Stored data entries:
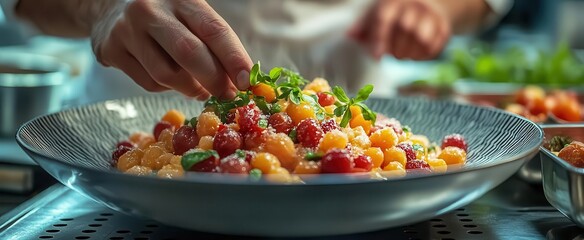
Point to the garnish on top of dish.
(281, 128)
(568, 150)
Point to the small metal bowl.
(30, 85)
(563, 184)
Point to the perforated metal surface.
(514, 210)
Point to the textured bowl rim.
(203, 178)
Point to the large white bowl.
(75, 147)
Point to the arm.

__YOUR GOAL__. Copy the records exactly; no image should appear in the result.

__REPLY__.
Point to the garnish on top of dish.
(281, 128)
(568, 150)
Point to the small metal bowl.
(30, 85)
(563, 184)
Point to the perforated metal surface.
(514, 210)
Point to the textured bowl rim.
(203, 178)
Point to the large white bowl.
(75, 147)
Point to the arm.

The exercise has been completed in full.